== SELECTED EXTRACT
The Official Diagnosis is in…..GERD Reflux

About 2 weeks after we were discharged from FMC, Lachlan continued to be very unwell, grumpy, irritable, constantly vomiting (40-60 times a day) and to add fuel to the fire his weight was up and down like a yoyo but still not gaining and he decided that now was the time to resist solids and my once amazing eater because extremely fussy and difficult to feed. 

I was sooo exhausted. Sick of being worried and the unknown of what going on with my gorgeous little man, sick of waiting for a call from the WCH referral, sick of being covered in vomit, sick of the house smelling like vomit and sick of the massive piles of washing thanks to all the excessive vomiting and our choice to use Modern Cloth Nappies while we are at home. I wanted answers and  I wanted them now.  I just couldn’t understand how nobody seemed concerned about this unexplained vomiting that had been going on for almost 2 months by this stage.

I get a letter in the mail advising us of our first outpatients appointment with the WCH paediatric gastroenterology team after receiving the referral from FMC and our first appointment was in a weeks time.  So off I go to this appointment arms with a book full or records of Lachlan’s daily weight, his food/formula intake, wet/dirty nappies and again a record of all his daily vomiting/spilling  – which at this stage is still about 40 times a day.  The registrar we saw completely dismissed the Coeliac Syndrome diagnosis and immediately diagnoses Lachlan with reflux.  This is despite the fact that he had not showed any symptoms of reflux until he hit the 9 month mark and we landed in FMC.  We were sent home with a script for Losec and to come back to outpatients for a review in a fortnights time.
====
_REQUIRED WORK_
[a] Transcribe the reflux diagnosis post from "About 2 weeks" up to and including "difficult to feed.".
[b] In the reflux diagnosis post, what medication were they sent home with a script for?
== PROVIDED MATERIAL
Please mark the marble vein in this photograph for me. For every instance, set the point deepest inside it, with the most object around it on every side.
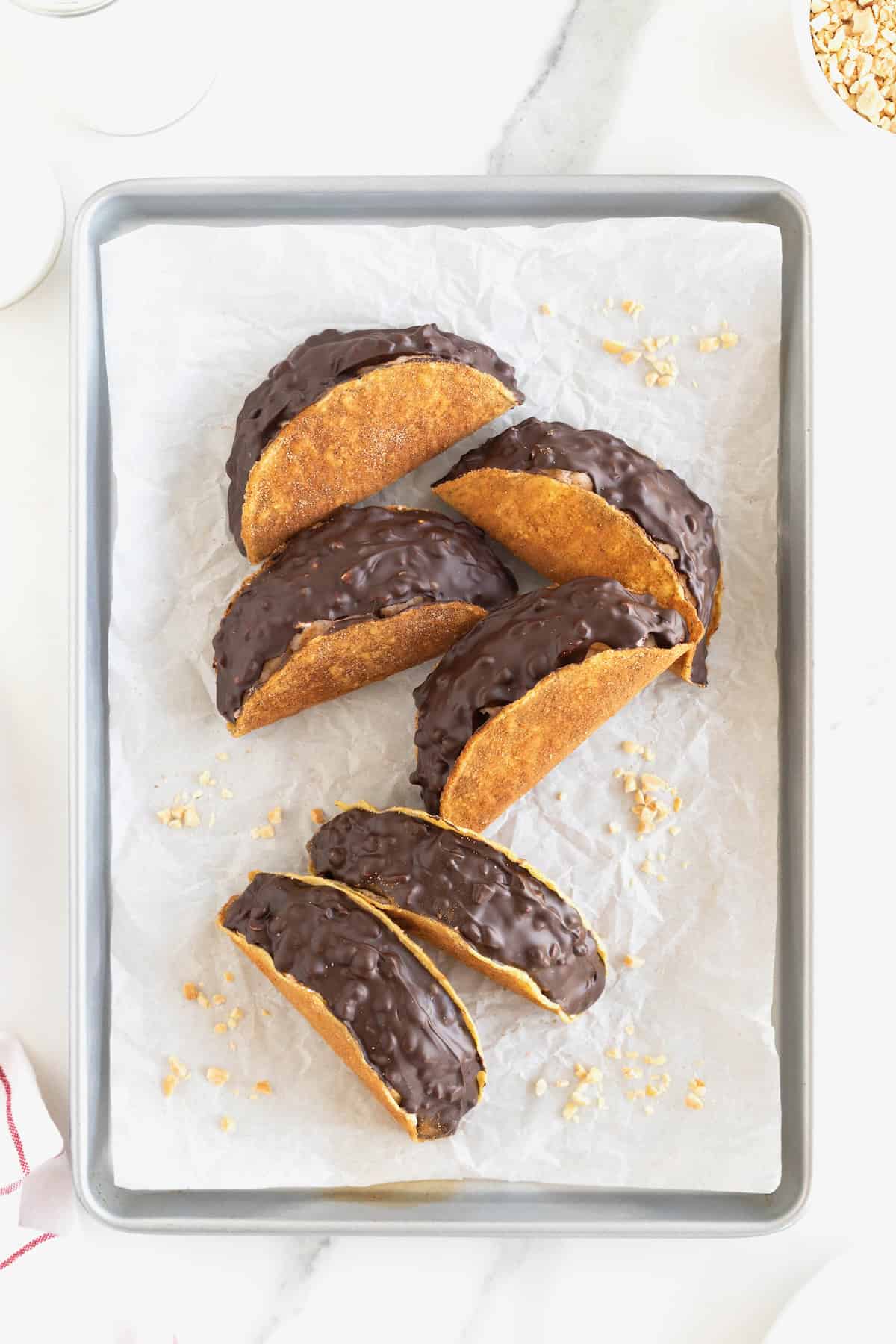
====
_ANSWER SECTION_
[a]
About 2 weeks after we were discharged from FMC, Lachlan continued to be very unwell, grumpy, irritable, constantly vomiting (40-60 times a day) and to add fuel to the fire his weight was up and down like a yoyo but still not gaining and he decided that now was the time to resist solids and my once amazing eater because extremely fussy and difficult to feed.

[b] Losec